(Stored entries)
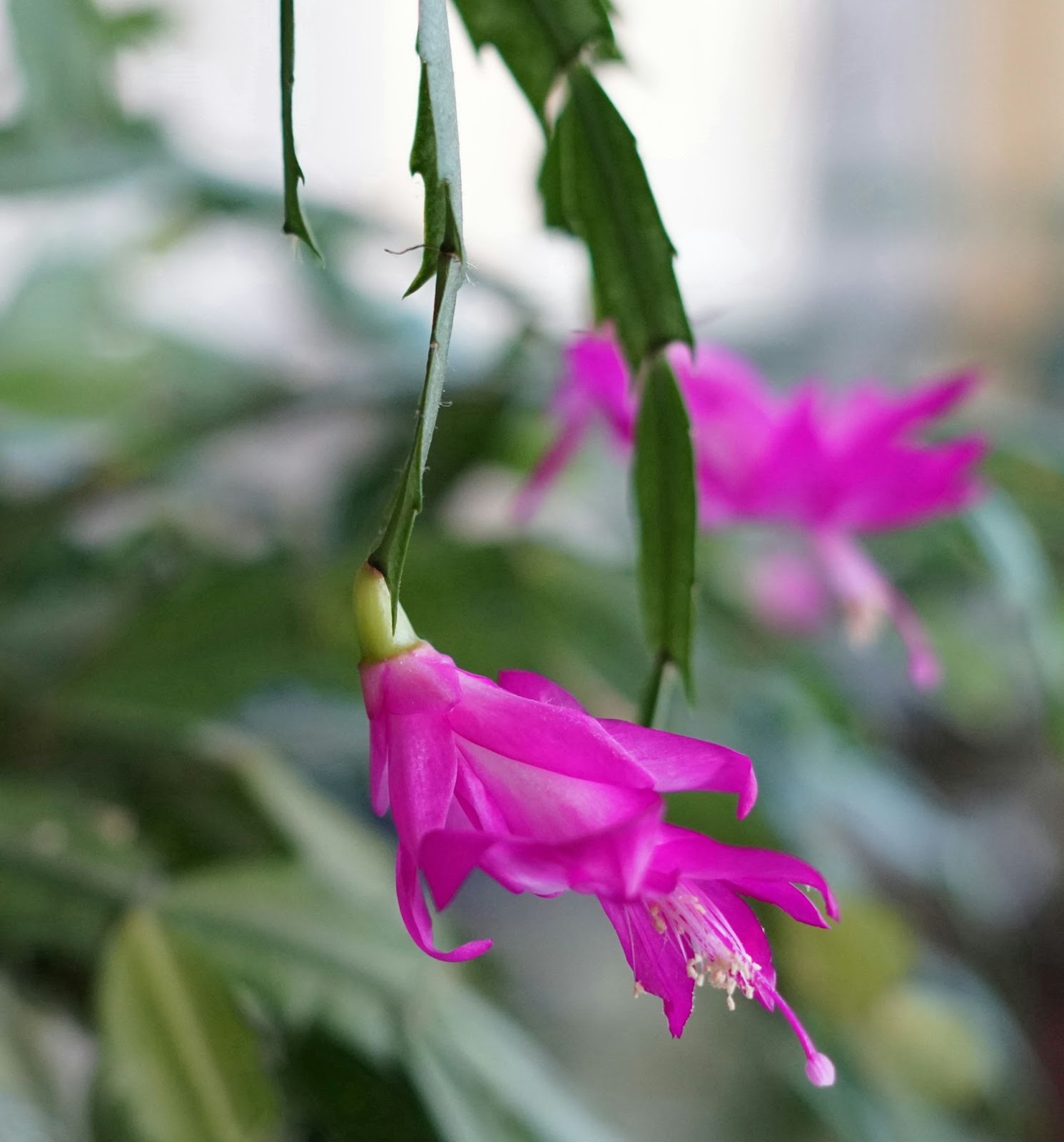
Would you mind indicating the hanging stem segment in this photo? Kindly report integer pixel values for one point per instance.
(295, 223)
(435, 159)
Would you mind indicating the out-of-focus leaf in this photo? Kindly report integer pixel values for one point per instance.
(844, 974)
(70, 128)
(219, 634)
(310, 953)
(353, 860)
(485, 1081)
(1024, 578)
(29, 1107)
(664, 475)
(930, 1039)
(295, 222)
(350, 1101)
(607, 201)
(177, 1059)
(539, 39)
(68, 866)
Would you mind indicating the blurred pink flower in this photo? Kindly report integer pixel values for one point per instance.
(828, 466)
(786, 591)
(691, 926)
(514, 778)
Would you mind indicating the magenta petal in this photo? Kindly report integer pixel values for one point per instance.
(542, 734)
(611, 862)
(527, 684)
(676, 762)
(658, 962)
(422, 765)
(791, 899)
(379, 765)
(417, 682)
(415, 913)
(447, 856)
(700, 858)
(542, 805)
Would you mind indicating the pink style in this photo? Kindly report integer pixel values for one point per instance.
(827, 466)
(516, 779)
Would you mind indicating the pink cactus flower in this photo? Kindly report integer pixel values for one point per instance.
(685, 923)
(512, 777)
(828, 468)
(691, 926)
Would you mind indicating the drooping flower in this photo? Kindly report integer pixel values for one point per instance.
(512, 777)
(685, 923)
(692, 926)
(828, 468)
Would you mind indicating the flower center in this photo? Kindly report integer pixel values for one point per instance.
(714, 951)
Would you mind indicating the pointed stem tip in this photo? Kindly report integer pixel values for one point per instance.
(377, 637)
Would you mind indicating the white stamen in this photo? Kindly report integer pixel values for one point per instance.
(717, 955)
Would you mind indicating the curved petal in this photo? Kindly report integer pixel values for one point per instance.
(415, 913)
(379, 797)
(676, 762)
(658, 961)
(542, 736)
(447, 856)
(702, 859)
(422, 767)
(527, 684)
(542, 805)
(791, 899)
(611, 862)
(417, 682)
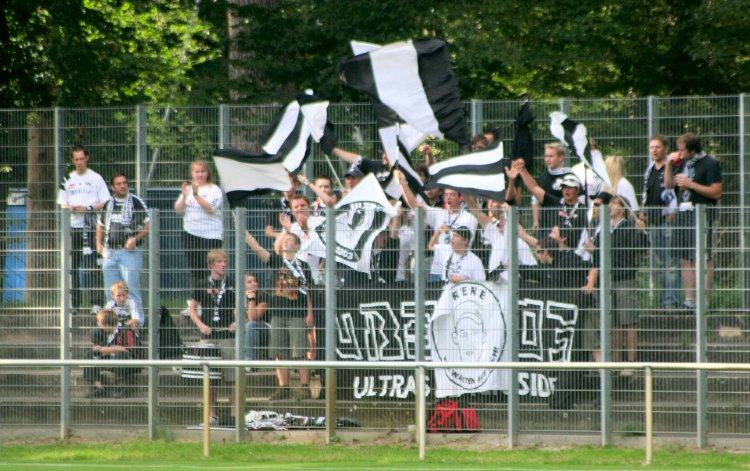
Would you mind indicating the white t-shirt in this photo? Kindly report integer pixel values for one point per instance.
(197, 221)
(467, 265)
(491, 235)
(82, 190)
(128, 311)
(313, 254)
(437, 217)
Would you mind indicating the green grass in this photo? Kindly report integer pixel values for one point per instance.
(176, 456)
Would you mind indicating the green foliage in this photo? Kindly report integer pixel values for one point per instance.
(100, 52)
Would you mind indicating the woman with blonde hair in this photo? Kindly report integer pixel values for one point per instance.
(203, 226)
(621, 186)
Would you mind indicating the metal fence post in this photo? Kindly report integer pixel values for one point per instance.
(240, 379)
(141, 148)
(649, 399)
(563, 104)
(420, 288)
(154, 316)
(65, 322)
(224, 127)
(605, 322)
(206, 411)
(330, 276)
(57, 151)
(741, 150)
(651, 255)
(650, 129)
(701, 309)
(511, 240)
(475, 116)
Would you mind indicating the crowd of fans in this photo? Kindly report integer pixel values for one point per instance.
(557, 247)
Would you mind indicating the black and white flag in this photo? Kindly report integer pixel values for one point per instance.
(285, 144)
(360, 216)
(415, 80)
(479, 173)
(574, 135)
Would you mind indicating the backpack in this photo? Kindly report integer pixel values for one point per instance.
(170, 341)
(448, 417)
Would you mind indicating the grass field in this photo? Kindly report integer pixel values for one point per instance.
(187, 456)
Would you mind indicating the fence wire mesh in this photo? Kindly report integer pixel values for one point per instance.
(560, 296)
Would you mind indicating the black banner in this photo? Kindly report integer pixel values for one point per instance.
(379, 325)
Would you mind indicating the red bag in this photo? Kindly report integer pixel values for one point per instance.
(448, 417)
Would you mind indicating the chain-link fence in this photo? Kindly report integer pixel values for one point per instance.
(260, 289)
(566, 293)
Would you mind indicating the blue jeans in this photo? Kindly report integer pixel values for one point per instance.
(666, 264)
(255, 330)
(124, 265)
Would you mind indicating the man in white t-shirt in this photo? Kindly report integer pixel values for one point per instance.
(461, 264)
(453, 216)
(83, 192)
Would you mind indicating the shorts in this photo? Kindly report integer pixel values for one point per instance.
(684, 235)
(624, 308)
(288, 339)
(227, 353)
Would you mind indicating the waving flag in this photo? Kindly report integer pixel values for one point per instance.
(415, 80)
(523, 143)
(574, 136)
(479, 173)
(360, 216)
(285, 144)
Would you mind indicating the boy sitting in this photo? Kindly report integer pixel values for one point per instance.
(111, 340)
(125, 306)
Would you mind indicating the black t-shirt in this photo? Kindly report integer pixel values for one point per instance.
(656, 194)
(550, 183)
(571, 219)
(216, 299)
(376, 167)
(703, 170)
(291, 284)
(122, 219)
(275, 207)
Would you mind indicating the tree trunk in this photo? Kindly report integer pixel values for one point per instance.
(42, 260)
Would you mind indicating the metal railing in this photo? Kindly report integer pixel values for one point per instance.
(420, 399)
(701, 405)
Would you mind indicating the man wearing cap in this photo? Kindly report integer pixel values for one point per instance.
(568, 213)
(461, 264)
(659, 207)
(697, 179)
(549, 181)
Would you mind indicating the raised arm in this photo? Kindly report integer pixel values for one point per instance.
(408, 195)
(512, 193)
(325, 198)
(252, 242)
(349, 157)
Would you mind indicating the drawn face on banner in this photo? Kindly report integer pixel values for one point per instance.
(469, 333)
(468, 326)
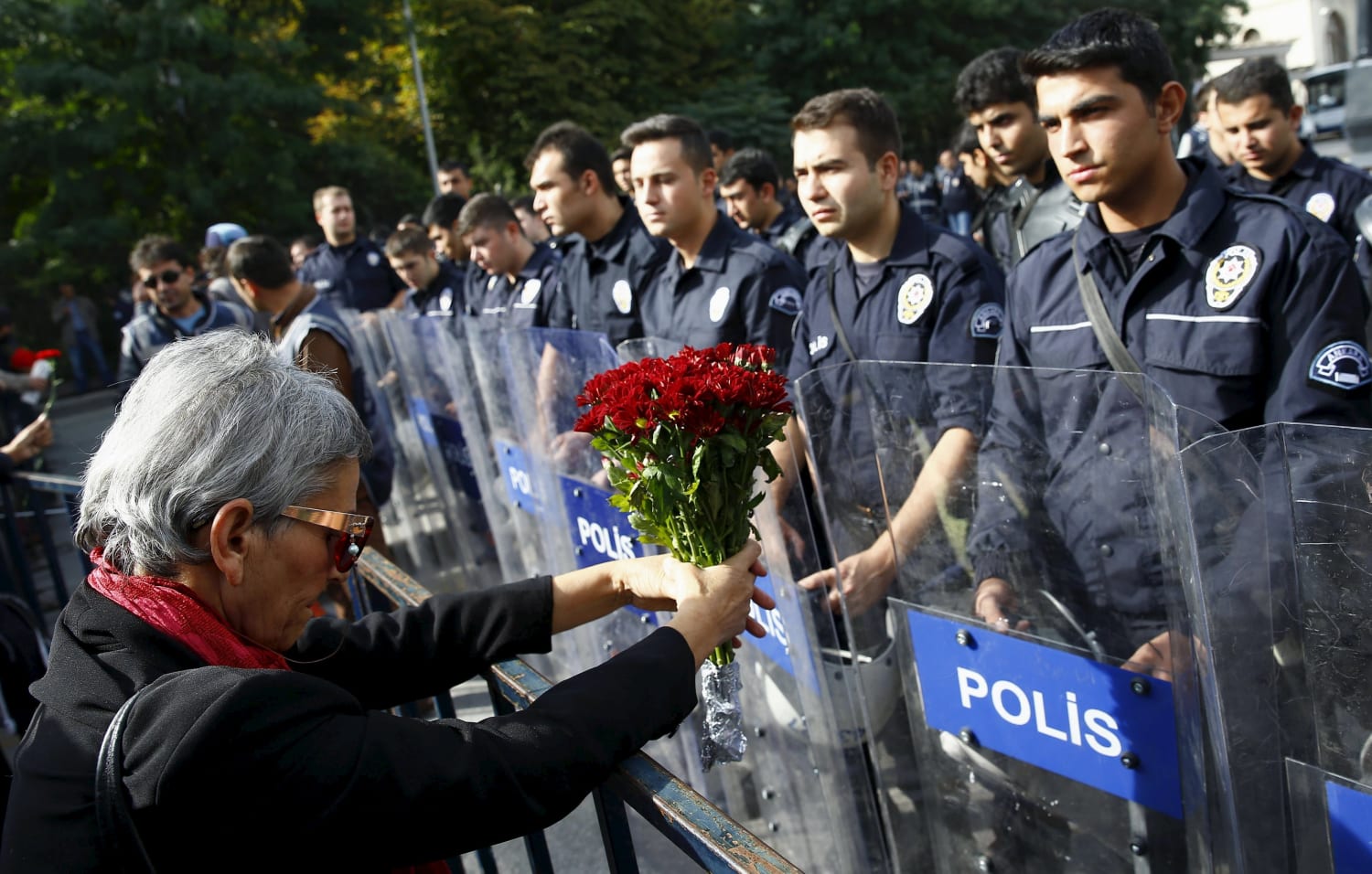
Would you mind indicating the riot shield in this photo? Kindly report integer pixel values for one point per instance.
(416, 519)
(795, 773)
(1279, 591)
(417, 345)
(1059, 737)
(510, 501)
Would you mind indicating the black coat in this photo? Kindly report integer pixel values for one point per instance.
(250, 770)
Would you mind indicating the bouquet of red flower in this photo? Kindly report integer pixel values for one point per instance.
(683, 437)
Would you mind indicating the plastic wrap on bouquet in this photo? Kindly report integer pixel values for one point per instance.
(724, 737)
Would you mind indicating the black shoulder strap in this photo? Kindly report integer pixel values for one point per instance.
(1114, 348)
(833, 310)
(120, 841)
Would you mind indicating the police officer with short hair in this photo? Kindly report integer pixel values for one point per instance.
(999, 101)
(1262, 123)
(749, 186)
(436, 287)
(1240, 307)
(897, 290)
(518, 280)
(348, 269)
(722, 284)
(609, 260)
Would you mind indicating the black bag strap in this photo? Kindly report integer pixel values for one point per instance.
(1114, 348)
(120, 841)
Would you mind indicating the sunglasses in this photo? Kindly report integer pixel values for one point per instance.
(351, 528)
(166, 277)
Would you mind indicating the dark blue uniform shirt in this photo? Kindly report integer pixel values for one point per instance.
(1242, 309)
(523, 304)
(938, 299)
(603, 282)
(356, 276)
(445, 295)
(740, 290)
(1323, 187)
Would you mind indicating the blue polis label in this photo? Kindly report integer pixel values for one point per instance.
(1054, 709)
(600, 533)
(515, 471)
(1350, 827)
(420, 414)
(457, 457)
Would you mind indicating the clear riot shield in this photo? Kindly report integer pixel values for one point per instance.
(513, 508)
(414, 517)
(1281, 591)
(1061, 737)
(801, 783)
(419, 343)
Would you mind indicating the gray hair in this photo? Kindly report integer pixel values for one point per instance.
(211, 419)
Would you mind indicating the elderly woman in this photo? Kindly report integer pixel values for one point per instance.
(219, 506)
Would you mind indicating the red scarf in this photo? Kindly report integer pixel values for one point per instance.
(173, 610)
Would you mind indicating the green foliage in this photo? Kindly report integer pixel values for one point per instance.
(126, 117)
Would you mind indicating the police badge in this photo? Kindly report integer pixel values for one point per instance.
(623, 296)
(1320, 206)
(916, 295)
(719, 304)
(1228, 274)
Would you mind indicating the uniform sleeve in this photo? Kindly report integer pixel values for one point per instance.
(299, 767)
(969, 323)
(773, 302)
(1320, 323)
(403, 655)
(1009, 467)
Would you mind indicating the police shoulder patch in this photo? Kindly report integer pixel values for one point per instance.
(623, 296)
(987, 321)
(719, 304)
(1344, 365)
(916, 295)
(1229, 273)
(530, 293)
(787, 301)
(1320, 206)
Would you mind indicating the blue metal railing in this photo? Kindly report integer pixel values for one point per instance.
(702, 832)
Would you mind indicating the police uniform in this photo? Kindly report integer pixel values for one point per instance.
(740, 290)
(1323, 187)
(151, 331)
(320, 314)
(601, 282)
(938, 299)
(356, 276)
(445, 295)
(1242, 309)
(523, 304)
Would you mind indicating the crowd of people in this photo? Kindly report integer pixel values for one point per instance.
(1062, 228)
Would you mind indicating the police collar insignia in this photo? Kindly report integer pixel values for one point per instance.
(623, 296)
(718, 304)
(1228, 274)
(787, 301)
(916, 295)
(987, 321)
(1344, 365)
(1320, 206)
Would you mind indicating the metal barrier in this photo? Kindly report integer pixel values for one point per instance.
(27, 498)
(702, 832)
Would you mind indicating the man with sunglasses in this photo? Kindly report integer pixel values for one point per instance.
(180, 310)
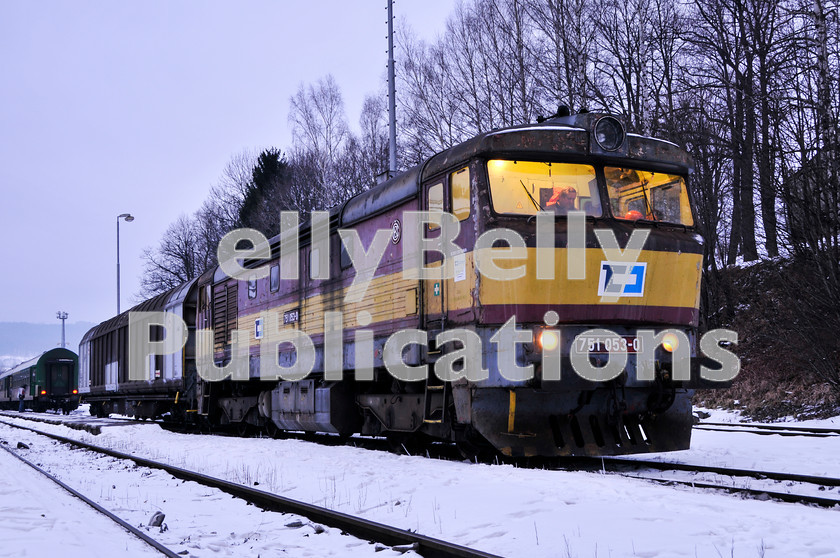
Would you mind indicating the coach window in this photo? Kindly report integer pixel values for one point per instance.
(459, 183)
(314, 263)
(252, 287)
(435, 200)
(275, 278)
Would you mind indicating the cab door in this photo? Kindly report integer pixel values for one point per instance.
(451, 300)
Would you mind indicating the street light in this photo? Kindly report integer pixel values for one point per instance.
(128, 218)
(62, 316)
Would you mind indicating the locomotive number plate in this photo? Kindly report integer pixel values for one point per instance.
(601, 345)
(291, 316)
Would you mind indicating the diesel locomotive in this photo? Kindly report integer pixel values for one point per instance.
(48, 381)
(552, 308)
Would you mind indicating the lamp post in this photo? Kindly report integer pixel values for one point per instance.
(62, 316)
(128, 218)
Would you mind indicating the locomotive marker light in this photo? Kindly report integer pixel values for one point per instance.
(609, 133)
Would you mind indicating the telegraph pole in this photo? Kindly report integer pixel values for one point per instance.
(62, 316)
(392, 96)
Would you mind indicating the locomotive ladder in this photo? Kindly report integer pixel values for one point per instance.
(436, 400)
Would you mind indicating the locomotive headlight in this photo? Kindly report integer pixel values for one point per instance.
(548, 340)
(609, 133)
(670, 342)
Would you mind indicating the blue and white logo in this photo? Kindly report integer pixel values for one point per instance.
(622, 279)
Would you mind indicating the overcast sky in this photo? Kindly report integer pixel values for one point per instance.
(136, 107)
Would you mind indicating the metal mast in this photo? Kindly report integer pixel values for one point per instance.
(392, 96)
(62, 316)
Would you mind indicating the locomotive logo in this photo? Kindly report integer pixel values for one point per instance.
(396, 231)
(622, 279)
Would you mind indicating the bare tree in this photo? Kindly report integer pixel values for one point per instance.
(181, 256)
(319, 131)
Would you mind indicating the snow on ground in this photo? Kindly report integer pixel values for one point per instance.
(524, 512)
(39, 518)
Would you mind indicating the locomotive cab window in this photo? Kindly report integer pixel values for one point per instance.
(526, 187)
(252, 287)
(459, 184)
(649, 196)
(274, 280)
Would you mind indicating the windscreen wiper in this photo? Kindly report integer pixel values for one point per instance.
(535, 202)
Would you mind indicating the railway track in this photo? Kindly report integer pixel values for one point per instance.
(356, 526)
(125, 525)
(632, 467)
(627, 467)
(769, 429)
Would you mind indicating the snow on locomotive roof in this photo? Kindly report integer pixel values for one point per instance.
(536, 128)
(653, 139)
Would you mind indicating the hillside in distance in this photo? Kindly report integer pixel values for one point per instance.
(22, 340)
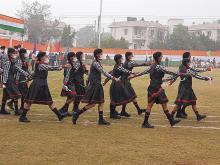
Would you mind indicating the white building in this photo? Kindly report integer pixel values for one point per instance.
(212, 30)
(139, 34)
(173, 23)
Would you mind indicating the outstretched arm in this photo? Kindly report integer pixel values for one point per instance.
(197, 76)
(199, 70)
(146, 71)
(164, 70)
(48, 67)
(100, 69)
(107, 79)
(122, 69)
(133, 64)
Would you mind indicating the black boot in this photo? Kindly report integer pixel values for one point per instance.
(64, 110)
(10, 104)
(183, 109)
(23, 117)
(140, 111)
(114, 116)
(123, 111)
(200, 117)
(180, 114)
(17, 112)
(103, 122)
(4, 112)
(171, 119)
(125, 114)
(75, 117)
(114, 113)
(59, 115)
(147, 125)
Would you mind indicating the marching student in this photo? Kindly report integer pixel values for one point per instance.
(94, 93)
(79, 80)
(21, 80)
(129, 64)
(38, 92)
(11, 91)
(69, 89)
(2, 60)
(119, 95)
(156, 94)
(186, 95)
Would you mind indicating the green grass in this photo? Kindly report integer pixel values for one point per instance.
(46, 141)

• _Task statement_: Please rewrite the items as a two-column CSV with the headers item and answer, starting with the item on the line that contains "Would you mind indicating the white building" and going on through the last item. Give one row per item, with its text and its answer each in a single quoted field and line breaks turned into spaces.

• _Solution to this problem_:
item,answer
"Would you mind indicating the white building in this photo? Kindly report integer pixel values for one point per instance.","(212, 30) (139, 34) (173, 23)"
"Would you mind indicating the outstretched arm in this photo? Kindly report integer pixel values for one point per instance.","(197, 76) (199, 70) (146, 71) (164, 70) (48, 67) (100, 69) (107, 79) (122, 69) (133, 64)"
"Would you mind indicating the black boot in this photo? Kindly report integer pixel values for one point per instance.","(64, 110) (10, 104) (183, 109) (23, 117) (140, 111) (114, 116) (123, 111) (200, 117) (180, 114) (17, 112) (103, 122) (4, 112) (171, 119) (125, 114) (75, 117) (114, 113) (59, 115) (147, 125)"
"Would you mind indicating the marching student in this photo? Kindly report integer pixel values for one point per instance.","(94, 93) (79, 80) (21, 80) (129, 64) (38, 92) (11, 91) (69, 89) (2, 60) (119, 95) (156, 94) (186, 95)"
"Would you mind indicating the green grass in this photo? Kindly report integer pixel values for one point per instance.","(46, 141)"